(Beginning of Passage provided)

Let's start with multiplicity. We ask almost unlimited questions of the data from a single clinical trial. The number of end points, doses, subgroups and other factors quickly multiply. It's like bunny rabbits, into 20, 30, 40, 50, even hundreds of p-values. For example, in this list of 40 p-values, we naturally focus on the smallest ones like the one in red. It looks really impressive, but the true strength of evidence depends on the number of questions that we asked. When you take into account the 40 questions, the strength of evidence is no longer proof beyond doubt. 

It's simply something surprising and worth another look. Now, without the context of the number of questions, p-values can exaggerate the evidence and really look stronger than they really are. Now, selection bias is the other silent killer of replication, and it really hurts the gatekeeper. When we ask multiple questions, we have a tendency to switch our focus after we see the data to the best outcomes. It's like shooting first and then painting a bullseye around the hole like that was our target all along. 

Now, let's look at an example from a drug for high blood pressure. PRAISE-1 and PRAISE-2 were clinical trials evaluating amlodopine in heart patients. It had a promising effect in mortality in one subgroup of patients. You might expect replication based on the p-value in red which is less than one in a thousand. But the PRAISE-2 model did not replicate the mortality findings observed in the PRAISE-1 trial. Why not? What happened? Investigators switched end points and then focused on the best of eight subgroups in a clinical trial with no overall effect. So that p-value in red exaggerated the evidence and probably didn't support conducting a second trial.

## Python Example

The mortgage department of a large bank is interested in the nature of loans of first-time borrowers. 

This information will be used to tailor their marketing strategy. They believe that 50% of first-time borrowers take out smaller loans than other borrowers. 

They perform a hypothesis test to determine if the percentage is the same or different from 50%. They sample 100 first-time borrowers and find 53 of these loans are smaller that the other borrowers. For the hypothesis test, they choose a 5% level of significance.

**Null Hypothesis**: $p = 0.05$

**Alternate Hypotehsis**: $p \neq 0.05$

This will be run as a two tailed test:

In [1]:

import numpy as np
from scipy.stats import norm

## calculate the confidence interval and p critical value
significance_level = 0.05
conf_interval = 1 - (significance_level / 2)

(End of Passage provided)
(Beginning of Data section)

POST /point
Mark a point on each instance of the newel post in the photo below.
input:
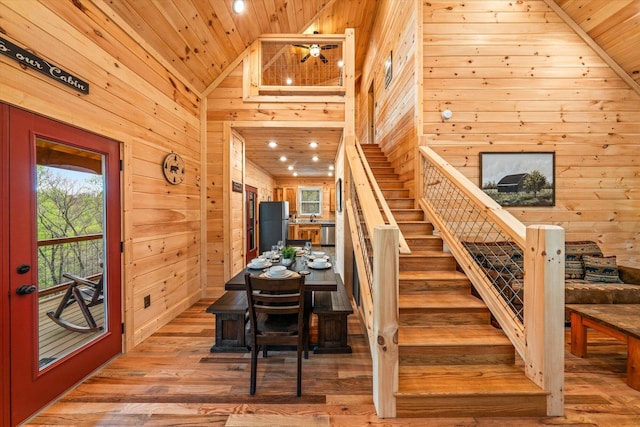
(385, 319)
(544, 312)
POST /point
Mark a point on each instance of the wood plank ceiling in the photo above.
(201, 38)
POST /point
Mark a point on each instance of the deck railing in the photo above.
(518, 271)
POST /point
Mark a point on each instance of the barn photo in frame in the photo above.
(519, 179)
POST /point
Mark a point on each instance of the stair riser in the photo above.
(395, 194)
(416, 228)
(427, 263)
(471, 406)
(408, 215)
(434, 244)
(462, 354)
(445, 316)
(390, 185)
(400, 203)
(435, 285)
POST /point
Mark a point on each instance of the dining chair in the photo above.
(276, 318)
(86, 293)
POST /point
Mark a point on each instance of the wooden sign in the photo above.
(32, 61)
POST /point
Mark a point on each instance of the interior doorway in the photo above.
(61, 254)
(251, 200)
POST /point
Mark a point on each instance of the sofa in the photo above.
(590, 277)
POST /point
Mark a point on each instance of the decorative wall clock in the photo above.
(173, 168)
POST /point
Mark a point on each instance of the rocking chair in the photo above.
(86, 293)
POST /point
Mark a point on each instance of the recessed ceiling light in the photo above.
(238, 6)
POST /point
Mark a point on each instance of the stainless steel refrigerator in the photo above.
(274, 224)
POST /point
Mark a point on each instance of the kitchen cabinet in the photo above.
(309, 232)
(287, 194)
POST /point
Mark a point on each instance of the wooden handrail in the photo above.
(404, 247)
(511, 226)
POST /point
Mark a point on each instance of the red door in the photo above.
(251, 249)
(64, 217)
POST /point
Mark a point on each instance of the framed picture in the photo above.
(519, 179)
(339, 195)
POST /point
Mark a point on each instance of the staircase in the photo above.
(453, 363)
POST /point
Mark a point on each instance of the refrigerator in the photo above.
(274, 224)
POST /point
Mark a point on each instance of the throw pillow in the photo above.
(601, 269)
(574, 251)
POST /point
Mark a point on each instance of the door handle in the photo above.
(25, 289)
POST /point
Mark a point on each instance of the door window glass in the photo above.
(70, 218)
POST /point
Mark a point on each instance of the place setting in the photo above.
(278, 272)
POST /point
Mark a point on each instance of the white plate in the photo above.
(250, 266)
(324, 267)
(279, 276)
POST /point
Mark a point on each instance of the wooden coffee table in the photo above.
(620, 321)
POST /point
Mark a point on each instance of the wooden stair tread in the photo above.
(433, 275)
(439, 300)
(464, 380)
(466, 335)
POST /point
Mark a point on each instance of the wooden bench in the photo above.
(231, 312)
(332, 309)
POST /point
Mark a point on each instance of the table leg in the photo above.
(633, 363)
(578, 336)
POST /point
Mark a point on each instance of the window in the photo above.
(310, 201)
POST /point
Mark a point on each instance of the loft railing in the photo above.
(518, 271)
(376, 251)
(299, 65)
(80, 255)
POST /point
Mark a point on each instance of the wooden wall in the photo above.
(395, 111)
(148, 108)
(517, 78)
(226, 109)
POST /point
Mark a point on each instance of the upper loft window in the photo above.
(309, 65)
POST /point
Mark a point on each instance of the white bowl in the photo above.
(277, 270)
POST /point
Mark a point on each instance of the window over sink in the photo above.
(310, 199)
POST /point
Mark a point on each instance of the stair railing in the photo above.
(518, 271)
(380, 199)
(376, 251)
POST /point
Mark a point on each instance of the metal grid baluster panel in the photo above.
(499, 258)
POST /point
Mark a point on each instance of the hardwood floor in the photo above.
(172, 379)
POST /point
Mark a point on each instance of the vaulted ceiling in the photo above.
(201, 38)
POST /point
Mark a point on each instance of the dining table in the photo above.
(316, 279)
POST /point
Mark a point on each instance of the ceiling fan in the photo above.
(315, 50)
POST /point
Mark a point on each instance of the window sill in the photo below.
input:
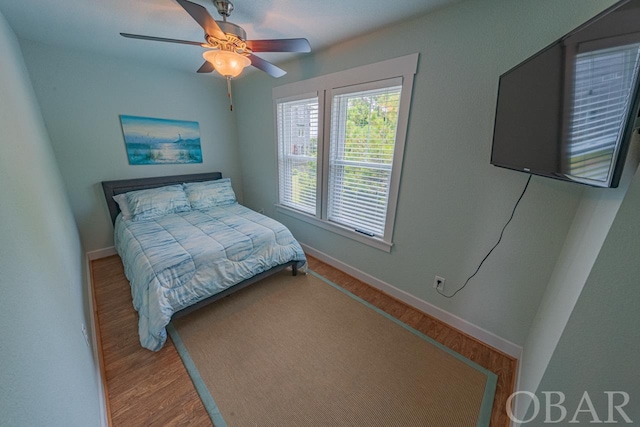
(335, 228)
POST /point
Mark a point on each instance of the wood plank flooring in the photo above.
(153, 389)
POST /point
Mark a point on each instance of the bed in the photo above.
(185, 242)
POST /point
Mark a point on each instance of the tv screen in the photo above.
(569, 111)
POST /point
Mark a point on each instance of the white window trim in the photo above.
(325, 86)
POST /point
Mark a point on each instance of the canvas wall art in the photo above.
(152, 141)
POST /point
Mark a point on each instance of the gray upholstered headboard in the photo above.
(111, 188)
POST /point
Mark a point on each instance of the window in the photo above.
(340, 147)
(601, 102)
(298, 153)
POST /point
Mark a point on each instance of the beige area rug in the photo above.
(300, 351)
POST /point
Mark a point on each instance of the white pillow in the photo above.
(208, 194)
(156, 202)
(121, 200)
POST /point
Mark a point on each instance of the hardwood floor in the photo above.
(153, 389)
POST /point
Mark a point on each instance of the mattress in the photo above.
(179, 259)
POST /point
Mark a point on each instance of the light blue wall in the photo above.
(598, 350)
(81, 96)
(452, 202)
(47, 374)
(589, 229)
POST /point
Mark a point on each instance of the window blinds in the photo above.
(600, 103)
(362, 142)
(297, 123)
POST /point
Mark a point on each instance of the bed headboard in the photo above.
(111, 188)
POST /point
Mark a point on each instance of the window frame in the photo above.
(325, 87)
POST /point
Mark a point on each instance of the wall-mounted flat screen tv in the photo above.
(569, 111)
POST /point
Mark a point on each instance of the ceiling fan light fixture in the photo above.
(227, 63)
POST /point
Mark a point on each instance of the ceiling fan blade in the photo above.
(207, 67)
(279, 45)
(159, 39)
(266, 66)
(203, 18)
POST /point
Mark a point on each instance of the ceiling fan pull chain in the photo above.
(229, 93)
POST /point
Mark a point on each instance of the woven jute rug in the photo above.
(301, 351)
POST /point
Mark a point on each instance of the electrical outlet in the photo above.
(85, 335)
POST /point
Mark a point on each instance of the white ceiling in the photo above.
(96, 24)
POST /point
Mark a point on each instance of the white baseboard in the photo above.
(459, 323)
(104, 416)
(101, 253)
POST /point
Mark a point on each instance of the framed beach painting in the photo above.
(152, 141)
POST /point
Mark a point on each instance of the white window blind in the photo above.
(362, 143)
(600, 104)
(297, 130)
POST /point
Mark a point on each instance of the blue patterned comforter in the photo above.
(178, 259)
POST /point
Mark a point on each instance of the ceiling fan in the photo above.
(228, 50)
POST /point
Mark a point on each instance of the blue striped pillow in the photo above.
(155, 202)
(208, 194)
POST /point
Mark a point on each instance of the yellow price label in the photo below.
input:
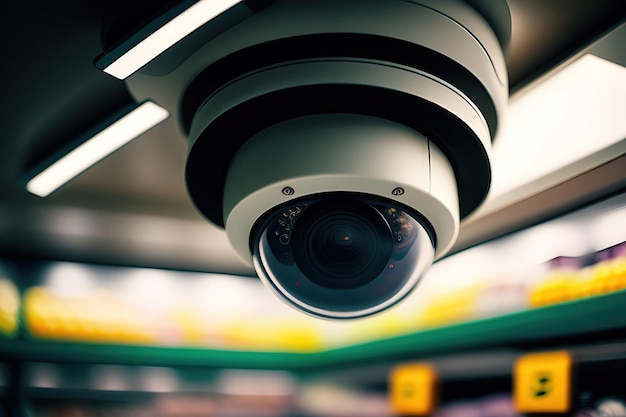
(542, 382)
(413, 389)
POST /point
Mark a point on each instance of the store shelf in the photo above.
(585, 316)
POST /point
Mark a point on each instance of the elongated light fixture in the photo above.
(93, 148)
(148, 44)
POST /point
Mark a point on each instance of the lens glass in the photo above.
(343, 245)
(342, 256)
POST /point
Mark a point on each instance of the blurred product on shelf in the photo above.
(185, 311)
(581, 254)
(572, 278)
(495, 405)
(9, 309)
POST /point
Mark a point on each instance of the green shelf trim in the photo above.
(594, 314)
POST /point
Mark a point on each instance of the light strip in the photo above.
(94, 149)
(563, 126)
(167, 35)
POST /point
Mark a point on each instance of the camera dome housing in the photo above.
(343, 110)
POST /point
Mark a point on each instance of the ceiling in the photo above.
(132, 208)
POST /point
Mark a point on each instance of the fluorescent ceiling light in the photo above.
(166, 36)
(557, 129)
(96, 147)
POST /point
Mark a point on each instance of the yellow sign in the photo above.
(413, 389)
(542, 382)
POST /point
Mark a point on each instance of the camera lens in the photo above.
(342, 255)
(343, 245)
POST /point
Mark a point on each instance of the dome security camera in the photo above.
(340, 142)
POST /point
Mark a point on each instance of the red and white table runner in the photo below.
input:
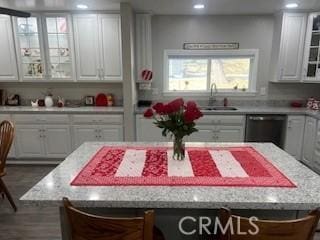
(230, 166)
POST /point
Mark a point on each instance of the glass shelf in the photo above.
(58, 43)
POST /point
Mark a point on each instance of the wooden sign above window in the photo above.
(210, 46)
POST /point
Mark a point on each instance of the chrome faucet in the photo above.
(212, 98)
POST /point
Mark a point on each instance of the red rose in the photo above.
(148, 113)
(159, 108)
(175, 105)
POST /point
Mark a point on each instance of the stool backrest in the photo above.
(6, 139)
(86, 226)
(298, 229)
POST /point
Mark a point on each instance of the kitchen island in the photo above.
(172, 202)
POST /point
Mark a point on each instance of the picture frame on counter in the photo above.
(210, 46)
(89, 100)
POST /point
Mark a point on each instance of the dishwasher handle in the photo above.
(266, 118)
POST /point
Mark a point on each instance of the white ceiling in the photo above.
(167, 6)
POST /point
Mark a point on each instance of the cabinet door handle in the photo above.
(102, 73)
(281, 73)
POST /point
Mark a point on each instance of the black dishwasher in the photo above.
(266, 128)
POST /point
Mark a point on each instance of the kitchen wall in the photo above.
(69, 91)
(170, 32)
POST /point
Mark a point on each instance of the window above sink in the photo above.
(191, 72)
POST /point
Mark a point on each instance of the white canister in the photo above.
(48, 101)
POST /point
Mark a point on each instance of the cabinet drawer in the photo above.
(97, 119)
(41, 118)
(4, 117)
(222, 120)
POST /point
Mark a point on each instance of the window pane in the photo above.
(62, 25)
(188, 74)
(32, 25)
(230, 73)
(51, 25)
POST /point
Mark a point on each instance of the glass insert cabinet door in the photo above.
(58, 35)
(29, 47)
(312, 58)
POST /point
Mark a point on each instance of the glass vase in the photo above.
(178, 149)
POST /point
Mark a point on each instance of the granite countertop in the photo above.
(256, 110)
(50, 190)
(65, 110)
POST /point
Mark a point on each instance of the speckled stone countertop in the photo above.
(50, 190)
(64, 110)
(241, 110)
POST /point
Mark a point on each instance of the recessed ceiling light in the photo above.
(82, 6)
(292, 5)
(198, 6)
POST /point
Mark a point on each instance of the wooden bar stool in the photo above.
(298, 229)
(84, 226)
(6, 139)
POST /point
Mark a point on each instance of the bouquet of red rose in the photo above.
(176, 118)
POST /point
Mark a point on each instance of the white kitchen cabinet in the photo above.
(204, 134)
(288, 47)
(110, 46)
(8, 61)
(97, 133)
(98, 47)
(30, 48)
(309, 141)
(111, 133)
(57, 141)
(311, 66)
(58, 41)
(316, 154)
(230, 134)
(146, 131)
(29, 141)
(86, 47)
(12, 152)
(215, 128)
(84, 133)
(294, 136)
(143, 44)
(49, 141)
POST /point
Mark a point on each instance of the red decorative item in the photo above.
(175, 118)
(296, 104)
(152, 166)
(146, 75)
(101, 100)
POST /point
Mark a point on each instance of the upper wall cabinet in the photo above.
(311, 68)
(44, 47)
(98, 47)
(59, 48)
(8, 64)
(288, 47)
(29, 47)
(143, 44)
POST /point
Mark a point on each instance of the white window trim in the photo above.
(254, 53)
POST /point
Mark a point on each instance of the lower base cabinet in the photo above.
(309, 141)
(29, 141)
(146, 131)
(90, 133)
(215, 128)
(294, 136)
(52, 141)
(42, 137)
(12, 153)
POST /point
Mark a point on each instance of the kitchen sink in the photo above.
(219, 108)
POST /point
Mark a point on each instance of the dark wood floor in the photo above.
(29, 223)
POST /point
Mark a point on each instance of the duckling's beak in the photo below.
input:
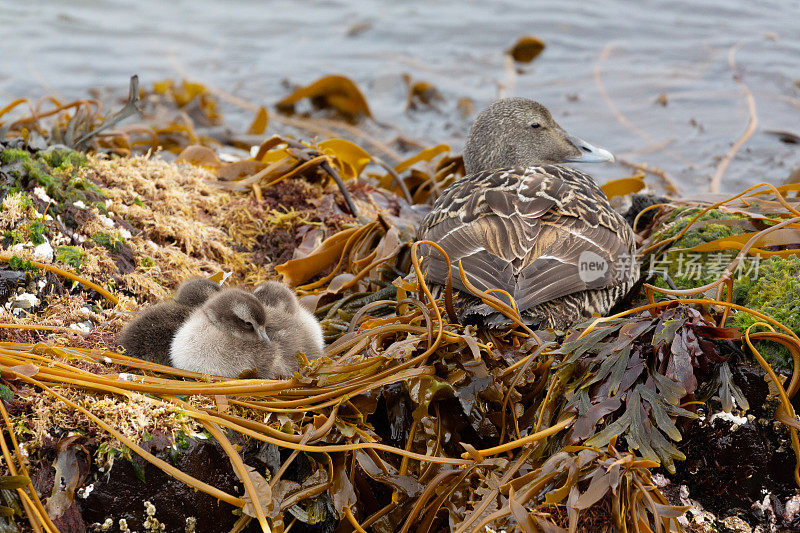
(589, 152)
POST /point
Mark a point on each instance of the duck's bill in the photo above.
(589, 152)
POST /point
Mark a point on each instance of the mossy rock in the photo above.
(768, 286)
(55, 170)
(695, 269)
(772, 292)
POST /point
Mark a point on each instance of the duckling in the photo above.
(301, 331)
(232, 333)
(521, 221)
(148, 335)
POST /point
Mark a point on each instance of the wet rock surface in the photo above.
(120, 494)
(742, 466)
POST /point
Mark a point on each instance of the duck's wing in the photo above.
(527, 231)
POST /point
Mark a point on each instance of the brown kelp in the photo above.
(410, 421)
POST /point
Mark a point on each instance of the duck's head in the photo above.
(275, 295)
(196, 291)
(238, 313)
(517, 132)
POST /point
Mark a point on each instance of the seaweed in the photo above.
(409, 420)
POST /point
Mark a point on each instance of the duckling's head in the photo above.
(238, 313)
(517, 132)
(278, 296)
(196, 291)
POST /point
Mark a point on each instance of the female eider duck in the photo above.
(523, 222)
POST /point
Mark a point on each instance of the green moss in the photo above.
(71, 255)
(774, 293)
(56, 172)
(15, 263)
(62, 159)
(36, 230)
(13, 155)
(112, 243)
(14, 236)
(694, 269)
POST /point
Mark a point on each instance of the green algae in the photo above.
(695, 269)
(16, 263)
(56, 171)
(71, 255)
(36, 230)
(773, 293)
(9, 156)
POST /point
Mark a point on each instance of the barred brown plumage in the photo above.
(543, 232)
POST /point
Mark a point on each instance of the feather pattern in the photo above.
(546, 234)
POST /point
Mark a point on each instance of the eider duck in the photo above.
(302, 331)
(149, 335)
(523, 222)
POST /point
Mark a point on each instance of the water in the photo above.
(251, 48)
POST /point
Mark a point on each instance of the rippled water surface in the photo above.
(606, 64)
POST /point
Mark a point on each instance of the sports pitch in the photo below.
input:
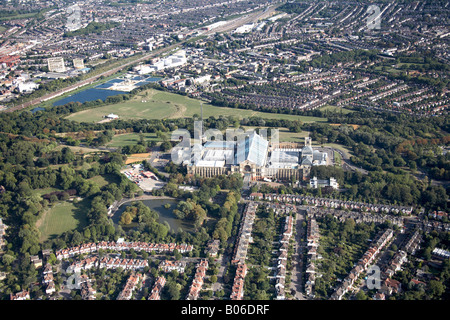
(155, 104)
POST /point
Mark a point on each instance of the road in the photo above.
(252, 17)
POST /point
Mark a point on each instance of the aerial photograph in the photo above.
(204, 152)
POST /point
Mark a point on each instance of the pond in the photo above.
(165, 215)
(102, 92)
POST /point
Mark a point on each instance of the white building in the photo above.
(56, 64)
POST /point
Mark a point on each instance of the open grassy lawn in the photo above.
(62, 217)
(126, 139)
(285, 134)
(345, 150)
(155, 104)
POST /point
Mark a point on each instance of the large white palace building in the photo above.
(255, 158)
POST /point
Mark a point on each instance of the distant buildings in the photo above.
(56, 64)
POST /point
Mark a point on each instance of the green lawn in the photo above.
(62, 217)
(155, 104)
(104, 180)
(126, 139)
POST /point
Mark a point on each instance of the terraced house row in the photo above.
(338, 204)
(237, 291)
(282, 258)
(169, 266)
(240, 253)
(312, 238)
(122, 246)
(367, 259)
(342, 215)
(197, 283)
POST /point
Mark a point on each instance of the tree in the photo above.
(361, 295)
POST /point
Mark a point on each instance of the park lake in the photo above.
(165, 215)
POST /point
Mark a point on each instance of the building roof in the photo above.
(252, 148)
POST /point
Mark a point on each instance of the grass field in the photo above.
(62, 217)
(155, 104)
(126, 139)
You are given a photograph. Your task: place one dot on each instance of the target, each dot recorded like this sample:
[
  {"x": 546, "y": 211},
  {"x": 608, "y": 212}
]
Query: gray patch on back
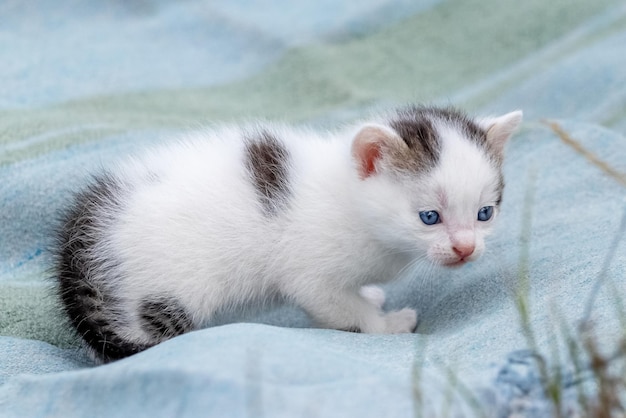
[{"x": 267, "y": 161}]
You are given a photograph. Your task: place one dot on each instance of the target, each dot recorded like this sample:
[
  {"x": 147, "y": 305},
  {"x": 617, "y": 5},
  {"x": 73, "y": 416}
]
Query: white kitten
[{"x": 157, "y": 246}]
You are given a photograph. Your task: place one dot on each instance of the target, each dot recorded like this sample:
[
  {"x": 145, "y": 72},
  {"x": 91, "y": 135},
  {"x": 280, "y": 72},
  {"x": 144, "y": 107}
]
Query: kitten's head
[{"x": 432, "y": 180}]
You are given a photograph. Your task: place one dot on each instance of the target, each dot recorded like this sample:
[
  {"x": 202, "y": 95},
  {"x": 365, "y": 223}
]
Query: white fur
[{"x": 192, "y": 228}]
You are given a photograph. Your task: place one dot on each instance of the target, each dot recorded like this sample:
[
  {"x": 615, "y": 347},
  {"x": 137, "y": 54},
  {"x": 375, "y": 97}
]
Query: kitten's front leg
[{"x": 349, "y": 311}]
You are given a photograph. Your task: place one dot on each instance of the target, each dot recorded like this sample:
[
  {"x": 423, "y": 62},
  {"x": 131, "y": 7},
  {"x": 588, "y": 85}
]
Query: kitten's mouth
[{"x": 457, "y": 263}]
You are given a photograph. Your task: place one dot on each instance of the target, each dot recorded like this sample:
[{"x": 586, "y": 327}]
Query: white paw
[
  {"x": 401, "y": 321},
  {"x": 374, "y": 294}
]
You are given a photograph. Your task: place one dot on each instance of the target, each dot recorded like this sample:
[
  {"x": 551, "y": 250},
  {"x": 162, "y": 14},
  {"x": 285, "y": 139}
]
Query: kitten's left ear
[
  {"x": 500, "y": 129},
  {"x": 368, "y": 146}
]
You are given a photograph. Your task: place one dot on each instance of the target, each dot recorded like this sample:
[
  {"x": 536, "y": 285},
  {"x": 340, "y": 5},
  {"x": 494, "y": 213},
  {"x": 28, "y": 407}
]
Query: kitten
[{"x": 155, "y": 247}]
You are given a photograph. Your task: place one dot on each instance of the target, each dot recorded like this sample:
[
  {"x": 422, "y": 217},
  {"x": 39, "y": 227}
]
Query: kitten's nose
[{"x": 463, "y": 250}]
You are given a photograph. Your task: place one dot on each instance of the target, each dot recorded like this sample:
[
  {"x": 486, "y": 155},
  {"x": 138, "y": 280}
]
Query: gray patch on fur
[
  {"x": 90, "y": 305},
  {"x": 163, "y": 317},
  {"x": 353, "y": 329},
  {"x": 414, "y": 125},
  {"x": 267, "y": 161}
]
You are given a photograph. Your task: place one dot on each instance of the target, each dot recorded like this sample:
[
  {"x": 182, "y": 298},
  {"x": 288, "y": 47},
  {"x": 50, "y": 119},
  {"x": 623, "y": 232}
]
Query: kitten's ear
[
  {"x": 500, "y": 129},
  {"x": 368, "y": 146}
]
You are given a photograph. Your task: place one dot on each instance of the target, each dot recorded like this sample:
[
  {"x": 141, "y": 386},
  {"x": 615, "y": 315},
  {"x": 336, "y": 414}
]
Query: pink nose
[{"x": 464, "y": 250}]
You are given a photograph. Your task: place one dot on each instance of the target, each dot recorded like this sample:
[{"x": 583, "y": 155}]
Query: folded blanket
[{"x": 84, "y": 84}]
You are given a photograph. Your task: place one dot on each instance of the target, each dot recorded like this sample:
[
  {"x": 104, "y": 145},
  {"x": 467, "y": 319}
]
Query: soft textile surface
[{"x": 83, "y": 83}]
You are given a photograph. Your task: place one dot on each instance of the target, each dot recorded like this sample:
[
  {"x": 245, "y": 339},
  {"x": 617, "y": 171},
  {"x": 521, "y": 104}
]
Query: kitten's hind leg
[{"x": 374, "y": 294}]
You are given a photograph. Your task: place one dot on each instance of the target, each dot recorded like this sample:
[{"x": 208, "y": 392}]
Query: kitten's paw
[
  {"x": 374, "y": 294},
  {"x": 401, "y": 321}
]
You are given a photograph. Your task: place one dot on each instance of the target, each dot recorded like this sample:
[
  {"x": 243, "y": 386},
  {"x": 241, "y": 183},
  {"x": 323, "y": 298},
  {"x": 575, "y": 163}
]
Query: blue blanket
[{"x": 84, "y": 83}]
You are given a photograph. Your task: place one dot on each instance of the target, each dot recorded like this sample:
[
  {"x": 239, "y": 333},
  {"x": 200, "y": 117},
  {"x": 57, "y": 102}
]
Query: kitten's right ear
[{"x": 368, "y": 146}]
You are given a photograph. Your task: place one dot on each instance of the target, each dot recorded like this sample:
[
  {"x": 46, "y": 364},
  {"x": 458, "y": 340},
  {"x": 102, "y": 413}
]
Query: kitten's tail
[{"x": 83, "y": 273}]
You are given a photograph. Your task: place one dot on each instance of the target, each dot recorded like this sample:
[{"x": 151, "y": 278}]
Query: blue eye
[
  {"x": 429, "y": 217},
  {"x": 485, "y": 213}
]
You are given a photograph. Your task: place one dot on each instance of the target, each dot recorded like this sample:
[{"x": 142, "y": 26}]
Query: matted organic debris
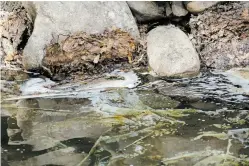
[
  {"x": 85, "y": 52},
  {"x": 221, "y": 35}
]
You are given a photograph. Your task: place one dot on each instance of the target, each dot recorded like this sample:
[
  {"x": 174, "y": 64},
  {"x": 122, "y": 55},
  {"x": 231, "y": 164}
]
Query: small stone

(End of Data section)

## Set of tasks
**A.** From the passage on p-values and replication above, extract word for word the section from "Now, let's look" to "of first-time borrowers.".
**B.** Extend the text on p-values and hypothesis testing, picking up directly after its final line.

## Answers for each item
**A.**
Now, let's look at an example from a drug for high blood pressure. PRAISE-1 and PRAISE-2 were clinical trials evaluating amlodopine in heart patients. It had a promising effect in mortality in one subgroup of patients. You might expect replication based on the p-value in red which is less than one in a thousand. But the PRAISE-2 model did not replicate the mortality findings observed in the PRAISE-1 trial. Why not? What happened? Investigators switched end points and then focused on the best of eight subgroups in a clinical trial with no overall effect. So that p-value in red exaggerated the evidence and probably didn't support conducting a second trial.

## Python Example

The mortgage department of a large bank is interested in the nature of loans of first-time borrowers.

**B.**
p_crticial = norm.ppf(conf_interval)
print(p_crticial)

1.959963984540054


Given that our significance level is 5% and that it is a two tailed test, our confidence interval will be 1–0.05/2 = 0.975. From running the code above you will yield a p-critical value of 1.96

In [2]:
## test statistics
n = 100   
p1 = 53 / 100
p0 = 50 / 100
p = 0.5
q = 1 - p

def test_statistic(n, p1, p0, p, q):
    '''
    Calculates the test statistic of a normal disribution 
    '''
    z = (p1 - p0) / np.sqrt((p * q) / n)
    return z

test_statistic(n , p1, p0, p, q)

0.6000000000000005

Based on the code above we notice that the test statistic is 0.6. This is barely off of the mean of the standard normal distribution of zero. There is virtually no difference from the sample proportion and the hypothesized proportion in terms of standard deviations.

The test statistic is within the critical values, hence we fail to reject the null hypothesis. This implies that at a 95% level of significance we cannot reject the null hypothesis that 50% of first-time borrowers have the same size loans as other borrowers

## Concluding Remarks

In summation, the frequentist approach to A/B testing is used to make a decision based on statistical significance of the outcome favouring one of the two variants A or B. This is done through identifying the null and alternative hypothesis associated to the test, identifying the sample size and calculating the test statistic at a certain confidence interval. Once the test statistic is obtained we can determine the P value and conclude if we accept or reject the null hypothesis.